▶ **WHAT TO DO**
Only the lines below from the one containing "For every <instance>, prompts" to the one containing "positive clicks: (566, 597)" should be repeated, both included and unchanged.

▶ **Dataset entries**
══════
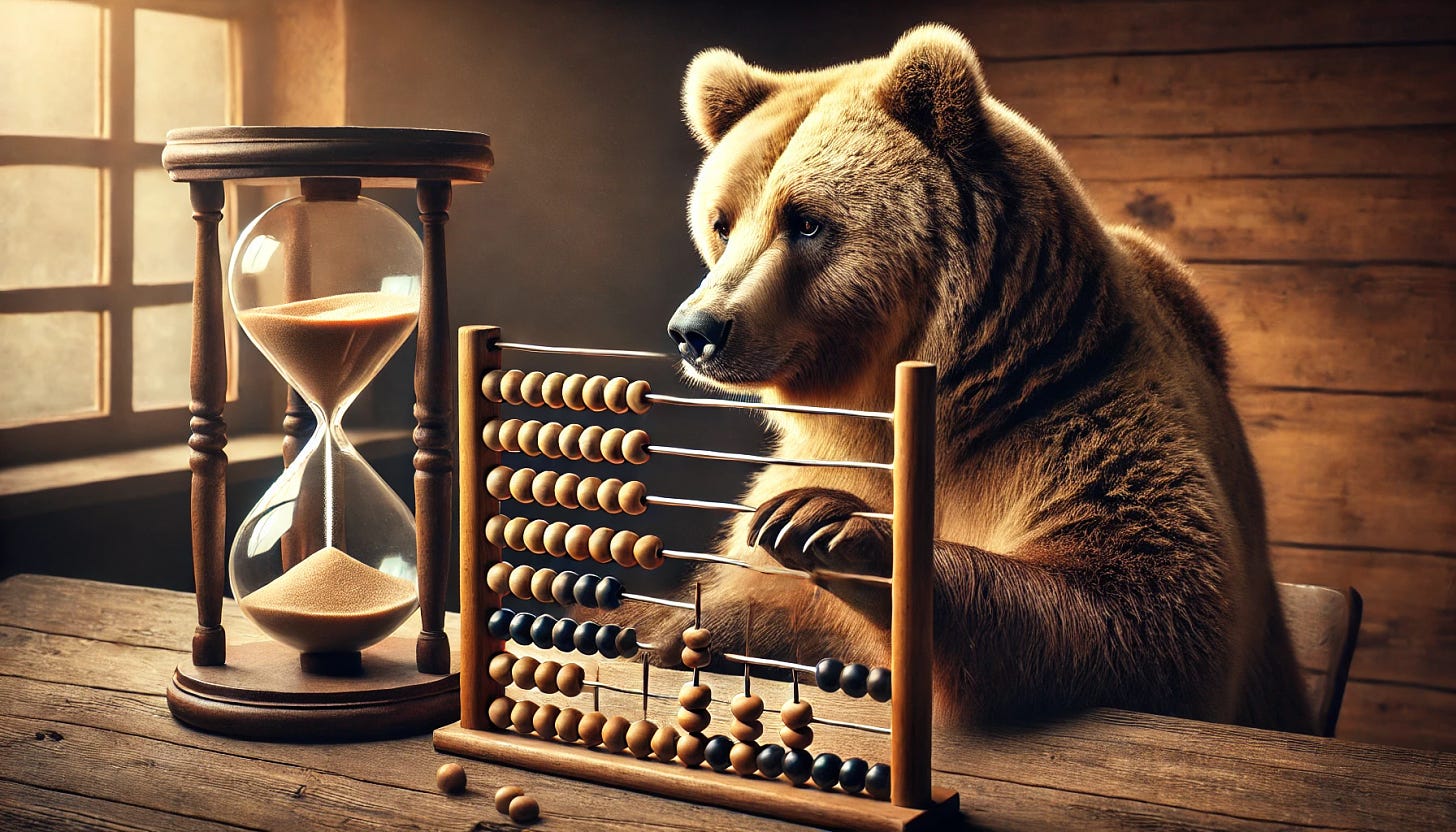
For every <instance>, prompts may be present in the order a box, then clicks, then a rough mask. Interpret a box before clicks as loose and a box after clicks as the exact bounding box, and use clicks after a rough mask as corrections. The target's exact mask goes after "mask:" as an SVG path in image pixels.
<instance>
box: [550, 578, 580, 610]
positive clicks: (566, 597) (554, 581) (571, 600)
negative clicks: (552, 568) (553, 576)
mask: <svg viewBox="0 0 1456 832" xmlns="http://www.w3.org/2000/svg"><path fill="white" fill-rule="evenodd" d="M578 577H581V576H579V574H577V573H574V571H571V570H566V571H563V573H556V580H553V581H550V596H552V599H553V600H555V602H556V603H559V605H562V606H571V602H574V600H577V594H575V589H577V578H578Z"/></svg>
══════
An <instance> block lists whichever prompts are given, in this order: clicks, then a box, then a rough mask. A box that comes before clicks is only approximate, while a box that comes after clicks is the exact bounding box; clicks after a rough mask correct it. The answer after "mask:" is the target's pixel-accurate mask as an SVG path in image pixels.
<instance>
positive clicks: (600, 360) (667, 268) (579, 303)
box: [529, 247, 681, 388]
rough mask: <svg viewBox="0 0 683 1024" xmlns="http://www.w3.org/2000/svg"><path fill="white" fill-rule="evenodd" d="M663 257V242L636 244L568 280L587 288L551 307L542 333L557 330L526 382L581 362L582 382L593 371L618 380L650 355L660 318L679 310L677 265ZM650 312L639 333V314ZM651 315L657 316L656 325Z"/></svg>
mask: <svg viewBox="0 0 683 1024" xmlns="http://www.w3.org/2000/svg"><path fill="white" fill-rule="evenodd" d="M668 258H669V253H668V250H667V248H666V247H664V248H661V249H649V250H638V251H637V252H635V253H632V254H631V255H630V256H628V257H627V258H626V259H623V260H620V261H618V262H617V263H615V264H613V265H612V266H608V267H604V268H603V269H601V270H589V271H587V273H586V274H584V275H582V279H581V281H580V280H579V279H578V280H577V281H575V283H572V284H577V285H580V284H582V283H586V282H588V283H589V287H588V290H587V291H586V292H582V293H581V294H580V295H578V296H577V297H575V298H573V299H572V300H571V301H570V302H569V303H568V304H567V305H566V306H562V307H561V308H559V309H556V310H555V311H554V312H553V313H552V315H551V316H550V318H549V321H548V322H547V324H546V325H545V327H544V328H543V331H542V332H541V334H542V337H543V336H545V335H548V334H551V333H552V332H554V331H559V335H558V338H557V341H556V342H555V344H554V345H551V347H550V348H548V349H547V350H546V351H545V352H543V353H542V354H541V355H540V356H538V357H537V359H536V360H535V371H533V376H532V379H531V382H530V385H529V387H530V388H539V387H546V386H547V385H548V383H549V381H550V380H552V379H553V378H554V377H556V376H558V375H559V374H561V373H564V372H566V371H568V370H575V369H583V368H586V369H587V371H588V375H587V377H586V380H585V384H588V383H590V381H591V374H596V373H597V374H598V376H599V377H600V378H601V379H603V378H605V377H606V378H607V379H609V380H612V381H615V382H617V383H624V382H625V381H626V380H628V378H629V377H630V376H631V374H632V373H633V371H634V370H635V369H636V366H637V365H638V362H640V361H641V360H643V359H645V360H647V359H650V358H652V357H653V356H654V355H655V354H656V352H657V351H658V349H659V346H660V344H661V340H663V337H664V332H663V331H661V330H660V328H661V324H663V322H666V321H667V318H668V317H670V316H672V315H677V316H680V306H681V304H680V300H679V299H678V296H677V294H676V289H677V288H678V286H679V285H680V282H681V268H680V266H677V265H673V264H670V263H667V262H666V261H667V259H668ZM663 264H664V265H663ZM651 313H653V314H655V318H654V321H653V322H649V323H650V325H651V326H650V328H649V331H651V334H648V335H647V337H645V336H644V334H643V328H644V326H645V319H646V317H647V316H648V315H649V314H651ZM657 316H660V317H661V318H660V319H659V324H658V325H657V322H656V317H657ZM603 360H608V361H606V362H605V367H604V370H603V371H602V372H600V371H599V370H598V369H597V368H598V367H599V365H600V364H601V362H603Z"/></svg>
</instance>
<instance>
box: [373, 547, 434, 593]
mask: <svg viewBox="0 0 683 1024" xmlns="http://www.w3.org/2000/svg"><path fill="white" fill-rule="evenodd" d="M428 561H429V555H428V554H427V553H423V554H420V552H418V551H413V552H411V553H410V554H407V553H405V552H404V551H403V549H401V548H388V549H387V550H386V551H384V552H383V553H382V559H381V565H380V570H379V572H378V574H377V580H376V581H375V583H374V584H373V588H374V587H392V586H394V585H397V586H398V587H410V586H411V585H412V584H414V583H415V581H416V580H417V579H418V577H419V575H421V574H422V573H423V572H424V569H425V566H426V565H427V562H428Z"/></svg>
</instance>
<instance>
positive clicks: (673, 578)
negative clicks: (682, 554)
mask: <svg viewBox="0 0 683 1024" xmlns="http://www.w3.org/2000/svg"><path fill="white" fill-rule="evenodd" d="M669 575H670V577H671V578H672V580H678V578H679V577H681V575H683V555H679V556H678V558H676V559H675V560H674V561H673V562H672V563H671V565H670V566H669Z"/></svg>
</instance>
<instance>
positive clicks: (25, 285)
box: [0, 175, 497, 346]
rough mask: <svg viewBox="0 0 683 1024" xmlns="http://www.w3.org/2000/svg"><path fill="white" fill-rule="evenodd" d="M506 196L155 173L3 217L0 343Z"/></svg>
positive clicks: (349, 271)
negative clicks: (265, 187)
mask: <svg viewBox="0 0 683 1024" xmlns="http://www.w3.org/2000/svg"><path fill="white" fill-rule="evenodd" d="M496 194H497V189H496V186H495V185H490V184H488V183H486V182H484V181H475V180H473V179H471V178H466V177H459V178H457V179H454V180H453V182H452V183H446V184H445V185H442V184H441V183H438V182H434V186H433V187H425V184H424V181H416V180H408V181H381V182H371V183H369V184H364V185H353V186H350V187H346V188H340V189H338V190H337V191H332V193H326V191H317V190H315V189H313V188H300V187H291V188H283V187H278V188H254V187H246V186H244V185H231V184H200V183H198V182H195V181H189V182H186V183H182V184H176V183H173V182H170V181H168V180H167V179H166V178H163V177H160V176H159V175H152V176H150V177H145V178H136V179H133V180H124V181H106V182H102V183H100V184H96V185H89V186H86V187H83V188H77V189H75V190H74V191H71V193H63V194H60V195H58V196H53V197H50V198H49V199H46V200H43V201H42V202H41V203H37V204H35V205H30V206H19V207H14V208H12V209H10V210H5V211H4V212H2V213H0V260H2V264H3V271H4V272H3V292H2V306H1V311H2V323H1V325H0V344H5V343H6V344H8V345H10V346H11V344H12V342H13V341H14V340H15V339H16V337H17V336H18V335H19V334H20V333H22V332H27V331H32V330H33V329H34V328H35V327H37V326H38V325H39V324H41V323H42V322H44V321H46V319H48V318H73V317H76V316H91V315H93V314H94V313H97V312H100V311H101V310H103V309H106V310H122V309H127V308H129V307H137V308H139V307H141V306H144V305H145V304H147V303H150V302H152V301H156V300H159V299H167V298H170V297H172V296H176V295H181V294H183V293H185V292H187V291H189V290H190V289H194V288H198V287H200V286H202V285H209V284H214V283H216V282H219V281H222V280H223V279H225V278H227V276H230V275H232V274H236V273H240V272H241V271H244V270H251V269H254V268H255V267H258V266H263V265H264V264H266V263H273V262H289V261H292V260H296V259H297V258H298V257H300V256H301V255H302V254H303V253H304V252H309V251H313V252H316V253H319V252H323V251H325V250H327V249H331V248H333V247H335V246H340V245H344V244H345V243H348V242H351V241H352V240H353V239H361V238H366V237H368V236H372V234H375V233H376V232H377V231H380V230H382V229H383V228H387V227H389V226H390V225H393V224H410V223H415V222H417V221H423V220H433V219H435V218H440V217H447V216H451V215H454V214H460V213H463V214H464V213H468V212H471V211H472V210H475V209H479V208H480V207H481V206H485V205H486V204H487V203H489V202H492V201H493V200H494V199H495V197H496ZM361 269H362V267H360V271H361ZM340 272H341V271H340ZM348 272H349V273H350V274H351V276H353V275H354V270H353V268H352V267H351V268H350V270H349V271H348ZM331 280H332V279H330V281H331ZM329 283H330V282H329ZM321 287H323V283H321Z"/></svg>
══════
▶ **FINISHED TASK**
For every <instance>, prompts may be present in the order a box, then clicks, then a rough mask. Interpret a box before clicks as loose and a box after clicks as the exact bounding box, and use clicks after a rough mask as corrections. The target's exact mask goes after "mask:" as an SVG path in image pixels.
<instance>
box: [550, 578, 580, 610]
positive clicks: (566, 597) (554, 581) (571, 600)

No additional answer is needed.